● WHAT NEEDS TO BE DONE
In the post about a space leak, which switch was the executable compiled with?

[start GIVEN TEXT]

3

all.

While trying to solve some programming quiz: https://www.hackerrank.com/challenges/missing-numbers , I came across with space leak.

Main function is difference, which implements multi-set difference. I've found out that List ':' and Triples (,,) kept on heaps with -hT option profiling. However, only big lists are difference's two arguments, and it shrinks as difference keeps on tail recursion. But the memory consumed by lists keeps increasing as program runs.

Triples is ephemeral array structure, used for bookkeeping the count of multiset's each element. But the memory consumed by triples also keeps increasing, and I cannot find out why.

Though I've browsed similar 'space leak' questions in stackoverflow, I couldn't grasp the idea. Surely I have much to study.

I appreciate any comments. Thank you.

p.s) executable is compiled with -O2 switch.

$ ./difference -hT < input04.txt
Stack space overflow: current size 8388608 bytes.

[end GIVEN TEXT]
[start SUPPLIED INFORMATION]

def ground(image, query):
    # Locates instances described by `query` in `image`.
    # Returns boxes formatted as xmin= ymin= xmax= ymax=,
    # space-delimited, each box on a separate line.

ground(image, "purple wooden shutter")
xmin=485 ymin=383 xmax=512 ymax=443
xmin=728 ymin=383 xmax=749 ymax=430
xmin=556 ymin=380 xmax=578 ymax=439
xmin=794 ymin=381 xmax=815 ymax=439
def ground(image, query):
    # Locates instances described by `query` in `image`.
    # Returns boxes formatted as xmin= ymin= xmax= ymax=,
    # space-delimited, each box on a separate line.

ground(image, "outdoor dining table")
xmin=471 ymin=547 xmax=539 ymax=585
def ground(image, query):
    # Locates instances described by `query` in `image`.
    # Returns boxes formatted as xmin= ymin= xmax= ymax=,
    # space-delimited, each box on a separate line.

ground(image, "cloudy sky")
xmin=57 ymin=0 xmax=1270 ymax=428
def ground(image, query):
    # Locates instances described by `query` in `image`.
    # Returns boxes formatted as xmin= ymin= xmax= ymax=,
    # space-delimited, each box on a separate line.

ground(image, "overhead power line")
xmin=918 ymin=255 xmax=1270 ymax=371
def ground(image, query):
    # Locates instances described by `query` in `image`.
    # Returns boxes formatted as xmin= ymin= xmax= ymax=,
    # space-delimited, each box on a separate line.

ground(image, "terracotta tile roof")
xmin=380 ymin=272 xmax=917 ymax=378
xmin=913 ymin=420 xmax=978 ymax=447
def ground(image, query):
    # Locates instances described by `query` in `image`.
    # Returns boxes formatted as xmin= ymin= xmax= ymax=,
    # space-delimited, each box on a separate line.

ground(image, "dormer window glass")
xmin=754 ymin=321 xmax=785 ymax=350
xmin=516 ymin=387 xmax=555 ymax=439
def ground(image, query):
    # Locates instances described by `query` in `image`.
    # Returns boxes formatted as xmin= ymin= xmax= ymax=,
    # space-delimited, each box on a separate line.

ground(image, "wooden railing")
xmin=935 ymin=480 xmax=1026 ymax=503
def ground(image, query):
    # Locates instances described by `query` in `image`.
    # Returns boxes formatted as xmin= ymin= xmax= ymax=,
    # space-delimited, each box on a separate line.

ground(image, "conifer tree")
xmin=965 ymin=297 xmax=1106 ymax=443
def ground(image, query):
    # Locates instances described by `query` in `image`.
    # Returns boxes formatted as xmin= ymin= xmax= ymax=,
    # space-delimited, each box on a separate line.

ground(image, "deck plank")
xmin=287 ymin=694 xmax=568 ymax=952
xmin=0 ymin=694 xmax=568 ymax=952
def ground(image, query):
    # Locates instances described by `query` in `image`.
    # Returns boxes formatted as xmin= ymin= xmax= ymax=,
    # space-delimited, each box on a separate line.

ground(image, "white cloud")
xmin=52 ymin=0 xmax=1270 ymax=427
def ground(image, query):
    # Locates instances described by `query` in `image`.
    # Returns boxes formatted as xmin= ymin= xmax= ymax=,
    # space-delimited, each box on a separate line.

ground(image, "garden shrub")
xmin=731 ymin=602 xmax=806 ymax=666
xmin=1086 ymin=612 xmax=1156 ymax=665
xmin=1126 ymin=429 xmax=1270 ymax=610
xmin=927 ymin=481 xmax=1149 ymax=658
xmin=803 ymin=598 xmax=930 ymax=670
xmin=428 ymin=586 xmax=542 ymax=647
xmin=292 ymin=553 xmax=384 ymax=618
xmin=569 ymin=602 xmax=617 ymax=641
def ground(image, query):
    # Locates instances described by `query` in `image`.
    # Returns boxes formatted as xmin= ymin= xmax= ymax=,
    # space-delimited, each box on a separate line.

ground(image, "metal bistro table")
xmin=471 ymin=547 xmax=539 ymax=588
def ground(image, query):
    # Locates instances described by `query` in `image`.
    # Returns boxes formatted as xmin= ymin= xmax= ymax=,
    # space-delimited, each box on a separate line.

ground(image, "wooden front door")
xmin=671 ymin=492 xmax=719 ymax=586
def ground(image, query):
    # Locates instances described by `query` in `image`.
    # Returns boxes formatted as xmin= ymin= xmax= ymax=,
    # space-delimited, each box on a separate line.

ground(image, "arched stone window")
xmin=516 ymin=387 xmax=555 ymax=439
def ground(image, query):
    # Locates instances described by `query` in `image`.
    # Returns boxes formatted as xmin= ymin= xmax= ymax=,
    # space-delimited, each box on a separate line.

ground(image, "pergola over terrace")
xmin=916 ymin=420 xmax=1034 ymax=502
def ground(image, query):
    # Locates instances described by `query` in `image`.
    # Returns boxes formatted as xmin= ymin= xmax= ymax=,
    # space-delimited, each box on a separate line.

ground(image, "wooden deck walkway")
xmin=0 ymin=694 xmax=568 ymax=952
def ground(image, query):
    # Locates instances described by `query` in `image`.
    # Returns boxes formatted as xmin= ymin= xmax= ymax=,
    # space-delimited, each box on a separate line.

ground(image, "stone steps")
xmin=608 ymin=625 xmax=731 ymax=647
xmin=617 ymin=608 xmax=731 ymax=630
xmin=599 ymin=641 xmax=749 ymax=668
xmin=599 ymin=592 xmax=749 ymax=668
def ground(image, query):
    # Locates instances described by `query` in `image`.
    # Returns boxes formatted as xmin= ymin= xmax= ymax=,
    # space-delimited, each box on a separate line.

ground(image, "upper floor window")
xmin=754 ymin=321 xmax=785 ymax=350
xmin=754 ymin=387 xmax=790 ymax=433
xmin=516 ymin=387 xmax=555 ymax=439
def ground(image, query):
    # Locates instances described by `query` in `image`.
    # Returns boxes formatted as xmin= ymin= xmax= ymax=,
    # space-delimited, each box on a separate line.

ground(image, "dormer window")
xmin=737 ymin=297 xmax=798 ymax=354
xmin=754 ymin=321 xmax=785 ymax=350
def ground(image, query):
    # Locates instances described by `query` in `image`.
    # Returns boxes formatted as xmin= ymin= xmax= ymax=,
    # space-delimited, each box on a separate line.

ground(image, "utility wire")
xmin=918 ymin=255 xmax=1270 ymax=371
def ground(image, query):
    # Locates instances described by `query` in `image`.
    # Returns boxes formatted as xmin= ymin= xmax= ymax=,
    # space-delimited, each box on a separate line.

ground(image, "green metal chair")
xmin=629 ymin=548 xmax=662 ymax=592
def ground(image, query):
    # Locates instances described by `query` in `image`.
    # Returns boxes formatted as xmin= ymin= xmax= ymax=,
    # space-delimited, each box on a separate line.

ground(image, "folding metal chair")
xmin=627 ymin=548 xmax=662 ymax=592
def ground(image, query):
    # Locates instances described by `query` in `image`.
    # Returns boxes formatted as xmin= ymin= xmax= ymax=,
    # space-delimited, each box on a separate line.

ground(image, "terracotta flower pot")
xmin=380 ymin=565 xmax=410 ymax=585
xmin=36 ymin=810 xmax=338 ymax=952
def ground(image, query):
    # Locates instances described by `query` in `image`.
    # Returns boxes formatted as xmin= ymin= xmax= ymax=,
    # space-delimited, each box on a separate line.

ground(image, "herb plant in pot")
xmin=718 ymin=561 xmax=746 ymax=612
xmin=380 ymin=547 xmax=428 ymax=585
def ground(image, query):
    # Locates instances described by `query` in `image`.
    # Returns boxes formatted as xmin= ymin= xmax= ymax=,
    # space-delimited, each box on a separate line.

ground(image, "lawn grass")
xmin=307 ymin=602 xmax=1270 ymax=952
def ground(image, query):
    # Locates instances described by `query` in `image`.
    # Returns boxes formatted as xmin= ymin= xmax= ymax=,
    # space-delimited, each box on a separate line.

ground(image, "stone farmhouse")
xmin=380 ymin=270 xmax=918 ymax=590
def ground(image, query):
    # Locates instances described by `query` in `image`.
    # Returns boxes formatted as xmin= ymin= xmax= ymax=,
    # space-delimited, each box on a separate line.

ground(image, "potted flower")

[end SUPPLIED INFORMATION]

● RESPONSE
The -O2 switch.